## WORK REQUIRED
Convert the lines below, starting with the line containing "Where can you see the eland ear" and continuing through the line containing "column 231, row 273", into a numbered list, omitting any blank lines. Include only those lines.

## GIVEN INFORMATION

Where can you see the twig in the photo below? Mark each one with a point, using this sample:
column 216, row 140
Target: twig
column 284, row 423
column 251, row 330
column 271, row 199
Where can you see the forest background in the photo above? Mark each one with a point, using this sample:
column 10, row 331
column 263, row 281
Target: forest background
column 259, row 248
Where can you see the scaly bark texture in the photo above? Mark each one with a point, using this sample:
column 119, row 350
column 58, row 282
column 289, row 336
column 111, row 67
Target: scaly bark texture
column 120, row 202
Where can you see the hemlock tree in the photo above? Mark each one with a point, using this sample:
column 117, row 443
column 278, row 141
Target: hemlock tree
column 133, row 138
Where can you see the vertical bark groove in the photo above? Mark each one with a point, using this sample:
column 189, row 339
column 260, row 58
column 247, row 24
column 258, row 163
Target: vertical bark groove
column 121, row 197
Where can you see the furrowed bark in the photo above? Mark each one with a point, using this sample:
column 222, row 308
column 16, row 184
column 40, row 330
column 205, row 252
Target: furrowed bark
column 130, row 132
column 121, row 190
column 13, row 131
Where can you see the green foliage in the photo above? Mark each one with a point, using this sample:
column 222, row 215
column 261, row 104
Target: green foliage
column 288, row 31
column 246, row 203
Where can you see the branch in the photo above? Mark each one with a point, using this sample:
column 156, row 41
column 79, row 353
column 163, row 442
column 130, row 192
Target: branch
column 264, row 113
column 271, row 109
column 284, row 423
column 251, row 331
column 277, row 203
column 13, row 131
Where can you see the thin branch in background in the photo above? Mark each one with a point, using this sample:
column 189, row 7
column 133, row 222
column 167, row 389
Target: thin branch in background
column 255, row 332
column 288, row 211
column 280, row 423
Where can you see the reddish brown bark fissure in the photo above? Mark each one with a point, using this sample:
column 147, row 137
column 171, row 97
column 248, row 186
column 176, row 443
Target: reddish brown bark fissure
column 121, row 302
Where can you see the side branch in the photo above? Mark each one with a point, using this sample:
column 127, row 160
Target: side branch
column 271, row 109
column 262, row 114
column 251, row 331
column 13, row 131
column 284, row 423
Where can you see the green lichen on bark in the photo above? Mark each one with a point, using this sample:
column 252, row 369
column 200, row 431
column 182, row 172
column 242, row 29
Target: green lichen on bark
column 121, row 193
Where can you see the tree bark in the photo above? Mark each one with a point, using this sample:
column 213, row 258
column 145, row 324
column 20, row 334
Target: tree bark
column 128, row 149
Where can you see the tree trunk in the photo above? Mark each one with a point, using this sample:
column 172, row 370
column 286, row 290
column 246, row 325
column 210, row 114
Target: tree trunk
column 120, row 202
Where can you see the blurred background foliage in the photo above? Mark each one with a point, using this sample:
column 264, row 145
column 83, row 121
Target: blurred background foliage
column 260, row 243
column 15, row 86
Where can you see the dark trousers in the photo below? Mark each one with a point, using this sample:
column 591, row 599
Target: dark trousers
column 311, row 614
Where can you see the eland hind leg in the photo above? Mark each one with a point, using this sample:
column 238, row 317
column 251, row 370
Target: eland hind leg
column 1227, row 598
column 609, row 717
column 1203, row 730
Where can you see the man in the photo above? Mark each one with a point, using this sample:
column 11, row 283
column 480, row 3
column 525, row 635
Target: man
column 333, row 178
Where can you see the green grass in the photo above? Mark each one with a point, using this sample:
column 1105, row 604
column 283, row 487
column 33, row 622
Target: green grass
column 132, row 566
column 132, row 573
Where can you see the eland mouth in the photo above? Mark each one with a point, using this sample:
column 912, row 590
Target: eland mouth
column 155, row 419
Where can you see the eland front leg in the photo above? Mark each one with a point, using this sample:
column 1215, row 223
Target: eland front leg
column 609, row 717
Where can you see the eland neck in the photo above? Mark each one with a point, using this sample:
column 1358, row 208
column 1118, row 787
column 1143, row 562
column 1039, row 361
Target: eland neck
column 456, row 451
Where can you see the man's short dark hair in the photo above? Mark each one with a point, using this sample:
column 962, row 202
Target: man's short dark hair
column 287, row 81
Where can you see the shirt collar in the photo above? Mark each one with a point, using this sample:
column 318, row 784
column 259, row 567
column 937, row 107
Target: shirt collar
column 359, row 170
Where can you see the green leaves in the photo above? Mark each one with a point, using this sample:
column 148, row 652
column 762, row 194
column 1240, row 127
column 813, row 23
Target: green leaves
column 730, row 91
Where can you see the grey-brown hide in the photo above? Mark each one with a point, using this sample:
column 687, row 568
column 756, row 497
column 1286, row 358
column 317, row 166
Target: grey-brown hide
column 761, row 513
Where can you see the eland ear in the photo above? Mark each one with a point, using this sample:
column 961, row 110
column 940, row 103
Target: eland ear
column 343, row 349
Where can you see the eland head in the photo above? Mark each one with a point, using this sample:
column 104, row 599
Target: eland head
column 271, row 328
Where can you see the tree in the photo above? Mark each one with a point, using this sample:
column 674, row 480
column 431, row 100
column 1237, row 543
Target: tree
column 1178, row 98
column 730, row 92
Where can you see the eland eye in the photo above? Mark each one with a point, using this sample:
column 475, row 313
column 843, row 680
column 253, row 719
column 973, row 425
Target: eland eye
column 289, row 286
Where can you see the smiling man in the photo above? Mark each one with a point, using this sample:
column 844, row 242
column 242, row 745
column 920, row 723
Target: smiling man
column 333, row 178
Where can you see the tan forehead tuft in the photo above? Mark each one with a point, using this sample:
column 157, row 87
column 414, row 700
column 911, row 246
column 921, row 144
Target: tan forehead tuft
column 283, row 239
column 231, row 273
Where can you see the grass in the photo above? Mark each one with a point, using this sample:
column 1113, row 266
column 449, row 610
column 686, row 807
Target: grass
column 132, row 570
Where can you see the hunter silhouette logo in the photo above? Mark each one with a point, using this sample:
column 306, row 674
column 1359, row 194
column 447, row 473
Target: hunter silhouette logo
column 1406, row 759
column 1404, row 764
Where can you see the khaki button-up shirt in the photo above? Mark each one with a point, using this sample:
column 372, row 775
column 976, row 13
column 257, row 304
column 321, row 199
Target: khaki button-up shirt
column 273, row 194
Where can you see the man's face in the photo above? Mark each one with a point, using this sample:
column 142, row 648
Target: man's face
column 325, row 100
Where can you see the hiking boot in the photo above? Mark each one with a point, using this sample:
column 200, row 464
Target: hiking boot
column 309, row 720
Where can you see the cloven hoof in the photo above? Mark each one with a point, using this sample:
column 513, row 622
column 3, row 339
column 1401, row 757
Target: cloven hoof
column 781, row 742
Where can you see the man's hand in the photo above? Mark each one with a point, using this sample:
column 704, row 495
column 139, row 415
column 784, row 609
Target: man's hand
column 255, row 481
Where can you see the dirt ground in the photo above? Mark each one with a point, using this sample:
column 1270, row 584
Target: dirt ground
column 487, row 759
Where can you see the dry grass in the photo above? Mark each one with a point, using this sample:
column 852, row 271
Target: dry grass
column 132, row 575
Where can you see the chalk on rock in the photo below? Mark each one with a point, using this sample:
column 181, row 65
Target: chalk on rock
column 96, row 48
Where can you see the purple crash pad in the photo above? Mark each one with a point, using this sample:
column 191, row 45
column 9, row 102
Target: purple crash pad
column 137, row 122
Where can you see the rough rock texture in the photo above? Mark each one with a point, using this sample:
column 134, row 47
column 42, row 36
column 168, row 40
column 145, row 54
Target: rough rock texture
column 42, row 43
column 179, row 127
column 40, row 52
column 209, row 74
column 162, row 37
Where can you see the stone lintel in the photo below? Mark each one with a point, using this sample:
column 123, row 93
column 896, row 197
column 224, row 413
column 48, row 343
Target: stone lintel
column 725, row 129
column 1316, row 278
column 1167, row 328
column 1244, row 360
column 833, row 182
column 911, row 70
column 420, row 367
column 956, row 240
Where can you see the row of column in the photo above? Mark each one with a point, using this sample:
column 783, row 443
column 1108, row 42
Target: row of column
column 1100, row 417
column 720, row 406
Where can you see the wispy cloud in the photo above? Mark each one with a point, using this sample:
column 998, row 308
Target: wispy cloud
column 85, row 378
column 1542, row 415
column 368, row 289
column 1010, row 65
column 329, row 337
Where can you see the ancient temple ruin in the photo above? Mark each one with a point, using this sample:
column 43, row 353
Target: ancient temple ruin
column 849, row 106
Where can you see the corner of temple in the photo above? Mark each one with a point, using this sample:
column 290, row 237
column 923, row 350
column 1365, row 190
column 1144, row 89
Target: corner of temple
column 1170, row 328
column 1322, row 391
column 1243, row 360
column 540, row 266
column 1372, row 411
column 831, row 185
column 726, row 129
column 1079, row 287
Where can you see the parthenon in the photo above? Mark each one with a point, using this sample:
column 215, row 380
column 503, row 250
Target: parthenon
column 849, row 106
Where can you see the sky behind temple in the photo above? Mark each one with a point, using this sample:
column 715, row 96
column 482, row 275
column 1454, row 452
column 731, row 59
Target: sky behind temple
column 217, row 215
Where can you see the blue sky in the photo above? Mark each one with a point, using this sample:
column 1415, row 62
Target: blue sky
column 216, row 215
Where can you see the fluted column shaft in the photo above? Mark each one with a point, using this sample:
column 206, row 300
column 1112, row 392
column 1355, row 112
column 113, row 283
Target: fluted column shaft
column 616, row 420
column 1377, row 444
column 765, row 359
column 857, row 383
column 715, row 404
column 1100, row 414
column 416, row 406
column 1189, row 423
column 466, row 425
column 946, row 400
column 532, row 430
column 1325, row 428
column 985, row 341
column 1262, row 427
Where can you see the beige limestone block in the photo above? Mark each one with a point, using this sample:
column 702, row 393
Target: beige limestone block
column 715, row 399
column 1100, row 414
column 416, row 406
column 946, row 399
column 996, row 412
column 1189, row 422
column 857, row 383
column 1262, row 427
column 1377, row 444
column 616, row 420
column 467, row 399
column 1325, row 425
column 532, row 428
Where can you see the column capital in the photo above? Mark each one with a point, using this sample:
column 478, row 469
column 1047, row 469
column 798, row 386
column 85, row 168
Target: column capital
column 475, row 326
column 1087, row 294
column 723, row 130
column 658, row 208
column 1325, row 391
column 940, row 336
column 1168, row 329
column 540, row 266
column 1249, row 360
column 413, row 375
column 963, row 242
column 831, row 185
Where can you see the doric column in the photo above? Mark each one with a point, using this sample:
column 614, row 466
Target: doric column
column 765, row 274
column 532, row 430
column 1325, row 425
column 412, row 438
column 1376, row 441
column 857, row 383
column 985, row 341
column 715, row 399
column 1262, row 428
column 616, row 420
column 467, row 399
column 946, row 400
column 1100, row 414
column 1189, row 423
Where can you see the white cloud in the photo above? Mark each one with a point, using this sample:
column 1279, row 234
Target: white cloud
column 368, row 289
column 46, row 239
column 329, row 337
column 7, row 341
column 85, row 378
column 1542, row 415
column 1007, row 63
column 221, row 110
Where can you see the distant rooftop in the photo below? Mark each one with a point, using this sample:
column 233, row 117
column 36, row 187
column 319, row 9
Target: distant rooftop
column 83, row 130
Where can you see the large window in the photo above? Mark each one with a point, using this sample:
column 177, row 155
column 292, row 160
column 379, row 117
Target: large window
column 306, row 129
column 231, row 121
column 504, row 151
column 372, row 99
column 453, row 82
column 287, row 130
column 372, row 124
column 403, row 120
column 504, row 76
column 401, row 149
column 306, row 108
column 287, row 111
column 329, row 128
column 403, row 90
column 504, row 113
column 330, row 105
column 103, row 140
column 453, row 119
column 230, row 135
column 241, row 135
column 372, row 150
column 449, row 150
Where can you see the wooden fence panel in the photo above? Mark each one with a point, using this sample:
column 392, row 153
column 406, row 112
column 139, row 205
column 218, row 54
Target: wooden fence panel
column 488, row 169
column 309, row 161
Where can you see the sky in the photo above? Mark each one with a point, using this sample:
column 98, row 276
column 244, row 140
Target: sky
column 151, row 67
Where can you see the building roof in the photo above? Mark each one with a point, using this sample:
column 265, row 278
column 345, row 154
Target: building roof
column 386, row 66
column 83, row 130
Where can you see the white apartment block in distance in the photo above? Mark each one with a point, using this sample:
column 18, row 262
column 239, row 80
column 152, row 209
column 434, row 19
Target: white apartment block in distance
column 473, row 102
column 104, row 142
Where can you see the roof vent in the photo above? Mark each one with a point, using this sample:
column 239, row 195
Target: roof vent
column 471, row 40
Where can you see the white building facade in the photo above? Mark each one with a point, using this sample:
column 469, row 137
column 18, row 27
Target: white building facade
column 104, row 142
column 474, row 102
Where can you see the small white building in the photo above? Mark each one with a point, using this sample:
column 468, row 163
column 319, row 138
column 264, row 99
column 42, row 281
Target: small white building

## SOLUTION
1. Where can you see the eland ear in the photo above? Mark each one with a point, using this sample:
2. column 961, row 110
3. column 940, row 103
4. Target: eland ear
5. column 343, row 349
6. Where can you see the eland head in the photo above? Mark each one with a point, using this sample:
7. column 104, row 599
8. Target: eland head
9. column 271, row 328
10. Where can you see the tree in the photo above? Mark each one with a point, using this sample:
11. column 674, row 480
12. column 431, row 100
13. column 1237, row 543
14. Target: tree
15. column 1178, row 98
16. column 730, row 92
17. Where can you see the eland eye in the photo above? Mark each one with a point, using this sample:
18. column 475, row 313
19. column 843, row 680
20. column 253, row 719
21. column 973, row 425
22. Target: eland eye
23. column 289, row 286
24. Where can you see the smiling man in the photo above? Mark each one with a point, using this sample:
25. column 844, row 242
26. column 242, row 745
27. column 920, row 723
28. Target: smiling man
29. column 333, row 178
30. Where can you see the tan forehead tuft in the photo above? Mark each one with a point, using this sample:
31. column 157, row 87
32. column 414, row 700
33. column 911, row 246
34. column 921, row 144
35. Target: tan forehead tuft
36. column 283, row 239
37. column 231, row 273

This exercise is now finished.